## What is expected
Output an exact reproduction of the data.

Point labeling dataset excerpts

╔══

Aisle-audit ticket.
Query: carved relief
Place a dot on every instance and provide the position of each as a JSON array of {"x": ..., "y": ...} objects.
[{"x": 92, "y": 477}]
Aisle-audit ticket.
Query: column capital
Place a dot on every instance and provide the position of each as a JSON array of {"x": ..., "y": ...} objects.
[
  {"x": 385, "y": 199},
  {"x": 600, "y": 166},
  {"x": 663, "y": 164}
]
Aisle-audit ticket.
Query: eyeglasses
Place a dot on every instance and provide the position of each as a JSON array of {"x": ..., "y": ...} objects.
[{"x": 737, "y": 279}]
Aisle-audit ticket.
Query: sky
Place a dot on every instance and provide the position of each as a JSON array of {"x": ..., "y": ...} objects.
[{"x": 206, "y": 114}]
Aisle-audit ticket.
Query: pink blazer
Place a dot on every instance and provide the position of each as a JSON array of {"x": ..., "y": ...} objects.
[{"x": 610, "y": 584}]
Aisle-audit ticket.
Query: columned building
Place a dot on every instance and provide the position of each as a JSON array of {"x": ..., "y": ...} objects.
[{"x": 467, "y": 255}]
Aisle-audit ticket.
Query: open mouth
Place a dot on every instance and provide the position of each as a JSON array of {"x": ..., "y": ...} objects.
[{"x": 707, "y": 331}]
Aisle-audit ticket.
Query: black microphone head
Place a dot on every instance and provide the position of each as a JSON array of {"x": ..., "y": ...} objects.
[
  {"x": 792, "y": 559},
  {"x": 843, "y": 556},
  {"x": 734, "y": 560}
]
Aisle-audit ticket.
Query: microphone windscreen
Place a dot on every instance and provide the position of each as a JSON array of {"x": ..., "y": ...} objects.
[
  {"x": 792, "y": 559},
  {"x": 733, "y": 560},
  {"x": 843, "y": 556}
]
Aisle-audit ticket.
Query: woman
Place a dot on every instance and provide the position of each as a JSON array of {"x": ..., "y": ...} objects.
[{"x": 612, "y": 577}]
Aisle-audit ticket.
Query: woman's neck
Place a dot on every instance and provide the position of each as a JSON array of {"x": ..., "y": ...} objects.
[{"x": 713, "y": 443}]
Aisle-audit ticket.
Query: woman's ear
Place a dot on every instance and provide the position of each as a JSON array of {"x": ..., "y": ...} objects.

╚══

## Result of the exercise
Aisle-audit ticket.
Query: carved relief
Place a dot on every instance and provide the position of each as a JSON array of {"x": ..., "y": ...} objects.
[{"x": 92, "y": 477}]
Aisle-audit ticket.
Query: column capital
Place a dot on every instance and provide the position of each as a JSON array of {"x": ..., "y": ...} objects.
[
  {"x": 385, "y": 199},
  {"x": 600, "y": 166},
  {"x": 663, "y": 164}
]
Aisle-audit ticket.
Query: eyeglasses
Place a dot on every instance and provide the position of each as a JSON array of {"x": ..., "y": ...} objects.
[{"x": 737, "y": 279}]
Aisle-audit ticket.
Query: sky
Place a dot on every instance and provide the position of each as a JSON array of {"x": ..., "y": ...} objects.
[{"x": 206, "y": 114}]
Aisle-audit ticket.
Query: pink blazer
Place a dot on every instance and provide the position of each as a JSON array of {"x": ..., "y": ...} objects.
[{"x": 610, "y": 584}]
Aisle-audit ticket.
Query: columned building
Place a dot on every instance and provide the position of each as a JSON array of {"x": ..., "y": ...} objects.
[{"x": 467, "y": 255}]
Aisle-audit ticket.
Query: open mouth
Place a dot on every instance and provide the position of each as a JSON array of {"x": ..., "y": ...} objects.
[{"x": 707, "y": 331}]
Aisle-audit ticket.
Query: black microphone head
Place a dot on every instance and provide the position of each as a JSON array of {"x": ..., "y": ...} objects.
[
  {"x": 792, "y": 559},
  {"x": 843, "y": 556},
  {"x": 734, "y": 560}
]
Aisle-audit ticket.
Query: microphone windscreen
Place a dot on every instance and provide the position of each as a JSON array of {"x": ..., "y": ...} objects.
[
  {"x": 792, "y": 559},
  {"x": 733, "y": 560},
  {"x": 843, "y": 556}
]
Aisle-audit ticket.
Query: woman
Place a dot on every instance and provide the position of each as a JSON array of {"x": ..., "y": ...} objects.
[{"x": 612, "y": 577}]
Aisle-audit ticket.
Query: woman's neck
Place a dot on every instance and provide the position of each as a JSON array of {"x": ..., "y": ...} objects.
[{"x": 713, "y": 443}]
Aisle-audit ticket.
Query: woman's ear
Place a dot on every instance and provide the position of each as a JSON array of {"x": ..., "y": ...} objects.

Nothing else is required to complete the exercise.